+++ FRAGMENTO PARA LEER
El que baila. El que sonríe mientras se desvive haciendo caras y gestos. Y aún
así, no se lleva las risas más fuertes. Dicho honor cae más bien en Boyle,
gozando de la oportunidad para convertirse en un punchline humano al destrozar el silencio en el cual se mantiene
alternadamente relegado gracias a la enunciación onomatopéyica e ininteligible
del coro central de la canción. En pocas e icónicas palabras: “PUDDDIN ONNA
REEEETZZ!”. Wilder lo tiene todo para poder robarse descaradamente la totalidad
del momento, como si se tratase de un banco. Sin embargo, sabe bien que la
comedia es como un tango: necesita de dos. No es acerca de quedarte tú solo con
la pelota, sino de compartirla en momentos cruciales y estratégicos para llegar
mejor a la portería del equipo contrario. Al mismo tiempo, ésta muestra de
generosidad actoral no necesariamente tiene que interpretarse como una maniobra
desinteresada. También sabe muy bien que sus acciones producirán mayores frutos
si juega un poco con la anticipación del espectador; negándole el privilegio de
entrever de una manera demasiado obvia en donde o en quién ha de caer la risa.
Boyle es su señuelo. Su carnada. Lo utiliza tanto en beneficio suyo como de sí
mismo.
Algo que no se conoce mucho, y que resulta bastante difícil
de imaginar hoy en día, es el hecho de que quizás Mel Brooks jamás habría
filmado El Joven Frankenstein si
Wilder no hubiese acudido a él con la propuesta. Más sorprendente aún es
aquella poco conocida anécdota de rodaje, según la cual, Brooks estuvo a punto
de eliminar el número entero de Putting
On The Ritz por considerarlo pretencioso. Si es posible escribir la columna
de hoy es gracias a los argumentos de Wilder para convencerlo de lo contrario.
Al percatarse de que todo el equipo de producción se había colocado esparadrapos
en la boca para no reír durante la escena, Brooks llegó a la conclusión de que
quizás ese hombrecillo de cabello alborotado nacido en Wisconsin no estaba tan
equivocado como él creía. Una vez más, a manera de un benigno Rasputín, Wilder
ejerció una contundente pero positiva influencia en un colaborador; misma a la
que ambos acabarían debiendo una nominación al Oscar.
++++++
### PARTES DEL EJERCICIO:
A: Responde estas preguntas sobre el fragmento acerca de Wilder y El Joven Frankenstein:
(i) ¿Quién se lleva las risas más fuertes?
(ii) ¿Por qué estuvo Brooks a punto de eliminar el número de Putting On The Ritz?
(iii) ¿Qué se había colocado en la boca el equipo de producción durante la escena?
B: Continúa el fragmento sobre Wilder y El Joven Frankenstein a partir de su última oración.
Los ítems proceden de una fuente distinta.
+++ DATOS PROPORCIONADOS
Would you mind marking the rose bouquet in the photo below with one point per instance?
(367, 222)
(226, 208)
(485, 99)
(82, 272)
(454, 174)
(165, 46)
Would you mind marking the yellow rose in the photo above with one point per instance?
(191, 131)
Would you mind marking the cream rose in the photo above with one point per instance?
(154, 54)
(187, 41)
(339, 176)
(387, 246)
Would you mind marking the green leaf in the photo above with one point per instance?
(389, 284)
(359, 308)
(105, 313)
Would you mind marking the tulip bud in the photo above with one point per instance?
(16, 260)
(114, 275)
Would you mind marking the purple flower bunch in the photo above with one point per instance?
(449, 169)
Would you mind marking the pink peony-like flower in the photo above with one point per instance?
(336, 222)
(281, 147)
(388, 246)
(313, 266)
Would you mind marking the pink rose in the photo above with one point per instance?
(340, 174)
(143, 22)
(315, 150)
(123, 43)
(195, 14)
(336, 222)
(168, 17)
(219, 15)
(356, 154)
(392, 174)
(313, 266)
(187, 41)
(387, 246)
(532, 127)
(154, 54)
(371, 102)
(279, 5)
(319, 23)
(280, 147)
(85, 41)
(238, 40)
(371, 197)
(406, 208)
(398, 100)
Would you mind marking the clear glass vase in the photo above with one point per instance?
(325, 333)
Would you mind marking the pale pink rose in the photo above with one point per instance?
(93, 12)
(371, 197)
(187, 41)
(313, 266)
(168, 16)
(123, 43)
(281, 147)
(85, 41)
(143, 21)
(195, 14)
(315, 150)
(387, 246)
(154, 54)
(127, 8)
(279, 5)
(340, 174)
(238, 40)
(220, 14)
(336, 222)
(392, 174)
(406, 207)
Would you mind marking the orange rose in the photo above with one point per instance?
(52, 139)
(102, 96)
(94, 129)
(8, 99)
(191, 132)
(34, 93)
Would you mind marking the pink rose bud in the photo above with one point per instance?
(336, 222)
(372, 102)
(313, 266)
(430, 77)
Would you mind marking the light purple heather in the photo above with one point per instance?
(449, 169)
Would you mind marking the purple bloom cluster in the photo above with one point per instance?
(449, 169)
++++++
+++ DATOS PROPORCIONADOS
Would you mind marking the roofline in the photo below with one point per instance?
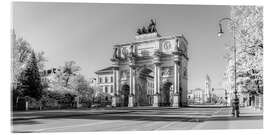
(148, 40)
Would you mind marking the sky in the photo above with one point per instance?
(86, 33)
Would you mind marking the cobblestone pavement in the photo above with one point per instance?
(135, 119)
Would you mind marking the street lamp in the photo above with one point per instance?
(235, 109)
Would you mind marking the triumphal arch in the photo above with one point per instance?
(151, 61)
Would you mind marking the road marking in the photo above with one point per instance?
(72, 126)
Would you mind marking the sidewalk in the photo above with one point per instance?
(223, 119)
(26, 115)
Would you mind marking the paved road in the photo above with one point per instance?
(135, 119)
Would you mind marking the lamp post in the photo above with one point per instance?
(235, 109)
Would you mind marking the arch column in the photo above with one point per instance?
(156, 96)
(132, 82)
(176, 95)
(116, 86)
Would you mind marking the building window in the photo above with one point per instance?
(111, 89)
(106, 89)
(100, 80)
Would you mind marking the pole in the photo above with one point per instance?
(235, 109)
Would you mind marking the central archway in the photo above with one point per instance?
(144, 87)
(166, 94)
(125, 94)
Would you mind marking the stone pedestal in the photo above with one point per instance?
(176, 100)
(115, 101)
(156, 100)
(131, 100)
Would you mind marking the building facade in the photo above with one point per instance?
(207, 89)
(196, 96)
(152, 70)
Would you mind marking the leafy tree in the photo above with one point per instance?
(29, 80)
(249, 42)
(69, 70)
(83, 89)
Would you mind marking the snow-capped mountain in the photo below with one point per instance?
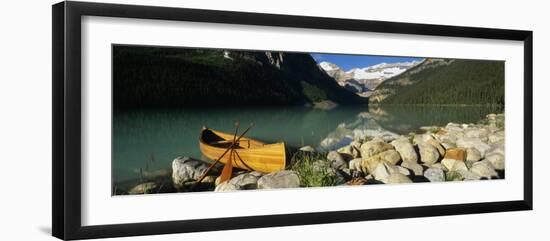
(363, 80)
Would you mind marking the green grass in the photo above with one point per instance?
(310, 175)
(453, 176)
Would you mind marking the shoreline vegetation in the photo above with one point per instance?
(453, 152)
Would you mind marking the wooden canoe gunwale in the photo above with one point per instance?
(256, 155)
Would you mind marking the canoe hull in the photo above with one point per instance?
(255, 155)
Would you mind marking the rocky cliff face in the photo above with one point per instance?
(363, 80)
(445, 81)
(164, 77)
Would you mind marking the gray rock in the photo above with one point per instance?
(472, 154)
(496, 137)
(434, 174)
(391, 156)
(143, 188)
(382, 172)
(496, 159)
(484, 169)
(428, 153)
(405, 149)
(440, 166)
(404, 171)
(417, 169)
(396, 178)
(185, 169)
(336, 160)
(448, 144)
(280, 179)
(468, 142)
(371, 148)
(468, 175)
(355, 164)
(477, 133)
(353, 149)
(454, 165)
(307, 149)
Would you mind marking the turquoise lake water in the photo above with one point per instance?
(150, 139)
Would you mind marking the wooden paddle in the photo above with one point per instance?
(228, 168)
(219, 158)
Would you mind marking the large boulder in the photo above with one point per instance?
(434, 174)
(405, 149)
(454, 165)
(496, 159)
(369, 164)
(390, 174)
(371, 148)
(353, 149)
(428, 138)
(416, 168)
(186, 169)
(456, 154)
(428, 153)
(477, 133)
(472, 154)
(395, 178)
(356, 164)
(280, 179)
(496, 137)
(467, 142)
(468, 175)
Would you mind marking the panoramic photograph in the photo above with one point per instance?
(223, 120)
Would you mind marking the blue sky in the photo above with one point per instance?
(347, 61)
++++++
+++ DATOS PROPORCIONADOS
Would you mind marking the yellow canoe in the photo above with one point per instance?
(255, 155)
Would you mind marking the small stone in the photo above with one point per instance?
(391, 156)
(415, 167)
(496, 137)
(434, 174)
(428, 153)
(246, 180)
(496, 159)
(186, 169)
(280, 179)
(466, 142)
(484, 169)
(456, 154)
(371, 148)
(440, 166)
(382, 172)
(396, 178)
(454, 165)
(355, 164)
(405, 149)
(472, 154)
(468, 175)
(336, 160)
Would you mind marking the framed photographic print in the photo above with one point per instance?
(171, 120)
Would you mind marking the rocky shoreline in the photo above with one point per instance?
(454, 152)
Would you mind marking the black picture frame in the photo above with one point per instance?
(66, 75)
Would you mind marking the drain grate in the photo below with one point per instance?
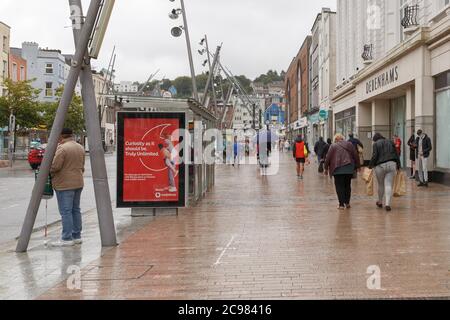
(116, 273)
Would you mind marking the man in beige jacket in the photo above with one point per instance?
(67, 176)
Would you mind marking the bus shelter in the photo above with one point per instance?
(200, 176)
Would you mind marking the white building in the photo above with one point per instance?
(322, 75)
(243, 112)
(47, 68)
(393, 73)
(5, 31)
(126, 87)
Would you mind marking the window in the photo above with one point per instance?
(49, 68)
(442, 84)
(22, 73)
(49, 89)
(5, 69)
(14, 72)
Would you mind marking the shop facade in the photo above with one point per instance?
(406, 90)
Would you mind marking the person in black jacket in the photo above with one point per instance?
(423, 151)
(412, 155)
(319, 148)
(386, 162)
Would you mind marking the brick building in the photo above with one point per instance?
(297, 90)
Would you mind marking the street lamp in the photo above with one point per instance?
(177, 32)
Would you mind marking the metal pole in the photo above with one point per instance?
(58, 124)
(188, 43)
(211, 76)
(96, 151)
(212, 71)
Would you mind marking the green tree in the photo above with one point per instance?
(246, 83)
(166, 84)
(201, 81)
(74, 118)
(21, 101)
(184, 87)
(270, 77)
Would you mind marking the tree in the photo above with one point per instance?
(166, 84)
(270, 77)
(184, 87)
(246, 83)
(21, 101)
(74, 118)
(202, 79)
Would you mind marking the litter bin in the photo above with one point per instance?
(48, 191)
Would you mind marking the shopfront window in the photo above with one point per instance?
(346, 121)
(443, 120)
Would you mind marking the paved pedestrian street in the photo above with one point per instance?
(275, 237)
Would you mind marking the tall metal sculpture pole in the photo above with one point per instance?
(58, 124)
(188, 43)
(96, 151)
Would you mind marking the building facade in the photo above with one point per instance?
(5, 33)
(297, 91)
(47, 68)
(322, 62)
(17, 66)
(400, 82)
++++++
### RESPUESTAS POR ÍTEM:
A:
(i) Boyle.
(ii) Porque lo consideraba pretencioso.
(iii) Esparadrapos, para no reír.

B:
Su influencia sobre las películas en que participaba más allá
de su función como intérprete cuenta con otros ejemplos. ¿Qué habría sido de Willy Wonka y la Fabrica de Chocolate
(1971) si no hubiese interpretado al homónimo dulcero del título con la única condición
de aparecer hasta el último tercio del filme, hacerlo con un bastón y una
cojera para verse más viejo de lo que se esperaba, e inmediatamente aniquilar tal
primera impresión con una voltereta triunfal? ¿Quién necesita el bagaje pseudo-freudiano
de aquel mamarracho concebido por Johnny Depp cuando existe una jugosa
ambigüedad para paladear en esta versión anterior del mismo personaje; gracias
a la cual, en palabras de Wilder mismo: “A partir de ese momento nadie podrá
estar seguro de si estoy diciendo la verdad o no”?
Mucho más que un gran o excelente actor, recuerdo a Gene
Wilder en calidad de uno tan astuto como caritativo. Sacando siempre lo mejor de
quienes lo rodeaban de manera que le permitiese ser no únicamente una parte de
la historia, sino también parte de quién la escribe. Maquiavélico e incluyente
por igual. El titiritero con el corazón
de oro.
*Publicado el 2 de Septiembre de 2016 en "La Jornada Maya" y en "Soma: Arte y Cultura".